__Problem description__:
Down to the last character, repeat the data that follows.

(Data records Opens)

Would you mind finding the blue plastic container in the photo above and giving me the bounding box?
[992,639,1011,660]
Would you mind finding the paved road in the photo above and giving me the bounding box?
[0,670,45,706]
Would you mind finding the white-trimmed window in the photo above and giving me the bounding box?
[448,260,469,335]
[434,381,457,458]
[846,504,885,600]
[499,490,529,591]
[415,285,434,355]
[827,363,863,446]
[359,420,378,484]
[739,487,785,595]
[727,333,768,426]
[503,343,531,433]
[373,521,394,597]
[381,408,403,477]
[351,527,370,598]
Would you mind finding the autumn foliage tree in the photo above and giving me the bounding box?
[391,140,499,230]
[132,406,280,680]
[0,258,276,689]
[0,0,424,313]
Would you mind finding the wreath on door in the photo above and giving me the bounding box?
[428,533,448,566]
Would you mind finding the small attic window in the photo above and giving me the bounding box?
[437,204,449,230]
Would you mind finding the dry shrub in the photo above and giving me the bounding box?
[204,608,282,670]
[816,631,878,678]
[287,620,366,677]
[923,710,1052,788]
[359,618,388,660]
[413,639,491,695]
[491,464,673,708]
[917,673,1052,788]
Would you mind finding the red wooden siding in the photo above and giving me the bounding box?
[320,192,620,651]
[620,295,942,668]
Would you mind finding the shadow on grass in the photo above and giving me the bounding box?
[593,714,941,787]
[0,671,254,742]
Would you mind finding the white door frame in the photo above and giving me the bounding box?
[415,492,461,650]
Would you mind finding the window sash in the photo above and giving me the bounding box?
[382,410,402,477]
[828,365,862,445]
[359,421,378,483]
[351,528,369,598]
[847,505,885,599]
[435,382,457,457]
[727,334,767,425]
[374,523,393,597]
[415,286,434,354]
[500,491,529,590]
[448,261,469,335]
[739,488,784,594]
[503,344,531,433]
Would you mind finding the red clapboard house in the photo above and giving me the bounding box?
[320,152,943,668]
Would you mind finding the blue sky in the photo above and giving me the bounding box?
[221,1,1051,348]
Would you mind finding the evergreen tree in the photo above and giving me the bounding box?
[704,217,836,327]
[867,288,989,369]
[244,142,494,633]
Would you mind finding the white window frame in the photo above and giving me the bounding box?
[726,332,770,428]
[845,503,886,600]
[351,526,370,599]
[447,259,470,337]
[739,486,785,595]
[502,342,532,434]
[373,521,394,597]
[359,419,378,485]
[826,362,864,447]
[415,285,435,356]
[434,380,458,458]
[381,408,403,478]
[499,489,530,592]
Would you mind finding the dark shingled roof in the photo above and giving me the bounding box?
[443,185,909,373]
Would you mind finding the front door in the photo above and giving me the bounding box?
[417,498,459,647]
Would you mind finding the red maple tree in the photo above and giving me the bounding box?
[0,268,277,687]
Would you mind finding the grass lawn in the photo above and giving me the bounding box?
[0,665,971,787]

(Data records Closes)

__Result below__:
Would you mind finding the blue plastic container in the photo above and giving me the bounding box?
[992,639,1011,660]
Would you mind finding the paved road in the photo above and giving me the bounding box?
[0,670,45,706]
Would you mind finding the white-trimmed window in the photo above and giving me the bounding box?
[448,260,469,335]
[434,381,457,458]
[846,504,885,600]
[499,490,529,591]
[415,285,434,355]
[827,363,863,446]
[359,420,378,484]
[739,487,785,595]
[727,333,768,426]
[503,343,531,433]
[373,521,394,597]
[381,408,403,477]
[351,527,370,598]
Would you mind finding the autumn foliage tree in the photo above and giving me the bounding box?
[391,140,499,230]
[132,406,280,680]
[0,258,276,689]
[0,0,424,313]
Would you mind finding the wreath on door in the photo above and giving me the bounding box?
[428,533,448,566]
Would you mind finding the small attic window in the photo above and giving me the bounding box?
[437,204,449,230]
Would you mind finding the dry shrub in the photo above and giving me the bounding box?
[204,608,282,670]
[816,631,878,678]
[287,620,366,677]
[923,710,1052,788]
[359,618,388,660]
[413,639,491,695]
[491,464,673,708]
[917,673,1052,788]
Would you mind finding the red wooden siding in the photo above and giving me the bounding box?
[320,192,620,651]
[620,295,942,668]
Would you mind finding the shadow on grass in the photo above and giving me the bounding box?
[593,714,941,787]
[0,671,254,742]
Would you mind finding the white door frame in the photo above and giving me the bounding box?
[415,492,461,650]
Would you mind finding the window sash in the photo above and giving me the bounding box?
[382,410,402,477]
[828,365,862,445]
[359,421,378,483]
[351,528,369,598]
[847,505,885,599]
[435,382,457,457]
[727,334,767,425]
[374,523,393,597]
[415,286,434,354]
[500,491,529,590]
[448,261,469,335]
[739,488,784,594]
[503,344,531,433]
Would you mind finding the red clapboard house in the photo above and giving me the bounding box?
[320,152,943,668]
Would you mind finding the blue sky in the photo above and giving me the bounding box?
[221,1,1051,348]
Would you mind finding the evergreen tree in the photo above and giving me the bounding box?
[704,217,836,327]
[867,288,989,369]
[244,142,494,633]
Would you mind finding the white window frame in the photo above and giving me the bounding box?
[726,332,770,428]
[845,503,886,600]
[351,526,370,599]
[447,259,470,337]
[739,486,785,595]
[502,342,532,434]
[373,521,394,597]
[359,419,378,485]
[826,362,864,447]
[415,285,435,356]
[434,380,458,458]
[381,408,403,478]
[499,489,530,592]
Would you mind finding the dark shingled roof in the photo above and giving me the bounding box?
[443,185,909,373]
Would you mind finding the front door in the photo above and giving me the bounding box?
[417,498,459,647]
Would you mind finding the red maple tree in the photo above and giving me the bounding box?
[0,268,277,687]
Would you mind finding the grass lawn in the photo above and giving me the bounding box?
[0,665,971,787]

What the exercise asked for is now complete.